Exercise aim
Every line of the material below should be copied exactly.

BEGIN Task inputs

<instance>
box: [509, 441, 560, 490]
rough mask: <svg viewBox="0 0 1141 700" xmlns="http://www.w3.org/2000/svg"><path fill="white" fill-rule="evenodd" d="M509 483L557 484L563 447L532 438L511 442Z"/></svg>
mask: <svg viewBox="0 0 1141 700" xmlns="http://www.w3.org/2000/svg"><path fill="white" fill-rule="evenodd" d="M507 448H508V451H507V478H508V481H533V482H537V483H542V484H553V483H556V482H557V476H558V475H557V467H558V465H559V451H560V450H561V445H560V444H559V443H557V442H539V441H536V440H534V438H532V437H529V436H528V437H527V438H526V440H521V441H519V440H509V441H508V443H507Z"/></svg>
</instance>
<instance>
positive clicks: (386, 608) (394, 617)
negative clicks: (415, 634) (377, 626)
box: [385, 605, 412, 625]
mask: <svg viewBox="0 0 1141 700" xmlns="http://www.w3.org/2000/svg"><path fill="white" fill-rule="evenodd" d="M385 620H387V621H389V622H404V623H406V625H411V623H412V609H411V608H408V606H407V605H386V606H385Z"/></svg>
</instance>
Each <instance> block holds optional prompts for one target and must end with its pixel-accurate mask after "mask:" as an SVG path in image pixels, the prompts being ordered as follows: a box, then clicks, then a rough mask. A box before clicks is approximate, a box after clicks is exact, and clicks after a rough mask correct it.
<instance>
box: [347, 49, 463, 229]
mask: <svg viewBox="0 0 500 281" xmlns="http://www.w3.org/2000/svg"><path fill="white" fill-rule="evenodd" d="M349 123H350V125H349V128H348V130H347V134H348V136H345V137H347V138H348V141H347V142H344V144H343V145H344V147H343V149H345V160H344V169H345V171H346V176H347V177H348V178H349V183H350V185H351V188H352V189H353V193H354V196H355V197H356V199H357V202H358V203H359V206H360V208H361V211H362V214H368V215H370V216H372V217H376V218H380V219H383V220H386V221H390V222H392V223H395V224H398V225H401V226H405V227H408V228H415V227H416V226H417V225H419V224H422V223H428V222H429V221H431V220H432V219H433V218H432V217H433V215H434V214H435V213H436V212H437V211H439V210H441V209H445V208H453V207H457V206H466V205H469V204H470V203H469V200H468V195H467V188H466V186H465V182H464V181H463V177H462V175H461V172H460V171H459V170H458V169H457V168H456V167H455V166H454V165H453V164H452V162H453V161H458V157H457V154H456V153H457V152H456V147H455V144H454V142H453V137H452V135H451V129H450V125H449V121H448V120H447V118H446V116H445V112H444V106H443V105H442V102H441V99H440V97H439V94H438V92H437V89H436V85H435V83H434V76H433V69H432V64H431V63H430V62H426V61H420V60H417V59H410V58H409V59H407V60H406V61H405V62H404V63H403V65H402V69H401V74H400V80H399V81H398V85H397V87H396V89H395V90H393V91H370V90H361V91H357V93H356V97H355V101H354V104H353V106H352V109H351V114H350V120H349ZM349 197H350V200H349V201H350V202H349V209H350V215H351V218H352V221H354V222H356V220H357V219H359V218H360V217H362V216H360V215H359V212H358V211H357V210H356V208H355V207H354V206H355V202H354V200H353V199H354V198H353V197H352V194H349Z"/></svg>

END Task inputs

Answer
<instance>
box: [509, 441, 560, 490]
rough mask: <svg viewBox="0 0 1141 700" xmlns="http://www.w3.org/2000/svg"><path fill="white" fill-rule="evenodd" d="M509 483L557 484L563 447L532 438L511 442Z"/></svg>
mask: <svg viewBox="0 0 1141 700" xmlns="http://www.w3.org/2000/svg"><path fill="white" fill-rule="evenodd" d="M507 448H508V451H507V478H508V481H533V482H537V483H542V484H553V483H556V482H557V476H558V475H557V467H558V465H559V451H560V450H561V445H560V444H559V443H557V442H539V441H536V440H534V438H532V437H529V436H528V437H527V438H526V440H521V441H519V440H509V441H508V443H507Z"/></svg>
</instance>
<instance>
positive clicks: (386, 608) (394, 617)
negative clicks: (415, 634) (377, 626)
box: [385, 605, 412, 625]
mask: <svg viewBox="0 0 1141 700" xmlns="http://www.w3.org/2000/svg"><path fill="white" fill-rule="evenodd" d="M385 620H387V621H389V622H404V623H406V625H411V623H412V609H411V608H408V606H407V605H386V606H385Z"/></svg>
</instance>
Each <instance> block holds optional prompts for one target and must end with its pixel-accurate mask after "mask:" as an SVG path in image pixels, the prompts being ordered as follows: a box, then clicks, then a rough mask. A box before clicks is approximate, a box after clicks is exact, and clicks after a rough mask correct it.
<instance>
box: [347, 49, 463, 229]
mask: <svg viewBox="0 0 500 281" xmlns="http://www.w3.org/2000/svg"><path fill="white" fill-rule="evenodd" d="M349 123H350V125H349V128H348V130H347V134H348V136H345V137H347V138H348V141H347V142H344V144H343V145H344V147H343V149H345V160H344V169H345V171H346V176H347V177H348V178H349V183H350V185H351V188H352V189H353V193H354V196H355V197H356V199H357V202H358V203H359V206H360V208H361V211H362V214H368V215H370V216H372V217H376V218H380V219H383V220H386V221H390V222H392V223H395V224H398V225H401V226H405V227H408V228H415V227H416V226H417V225H419V224H422V223H428V222H429V221H431V220H432V219H433V218H432V217H433V215H434V214H435V213H436V212H437V211H439V210H441V209H445V208H453V207H457V206H466V205H469V204H470V203H469V200H468V195H467V188H466V186H465V182H464V181H463V177H462V175H461V172H460V171H459V170H458V169H457V168H456V167H455V166H454V165H453V164H452V162H453V161H458V157H457V154H456V153H457V152H456V147H455V144H454V142H453V137H452V135H451V129H450V125H449V121H448V120H447V118H446V116H445V112H444V106H443V105H442V102H441V99H440V97H439V94H438V92H437V89H436V85H435V83H434V76H433V69H432V64H431V63H430V62H426V61H420V60H417V59H410V58H409V59H407V60H406V61H405V62H404V63H403V65H402V69H401V74H400V80H399V81H398V85H397V87H396V89H395V90H393V91H370V90H361V91H357V93H356V97H355V101H354V104H353V106H352V109H351V114H350V120H349ZM349 197H350V200H349V201H350V202H349V209H350V215H351V218H352V221H354V222H356V220H357V219H359V218H360V217H362V216H360V215H359V212H358V211H357V210H356V208H355V207H354V206H355V202H354V200H353V199H354V198H353V197H352V194H349Z"/></svg>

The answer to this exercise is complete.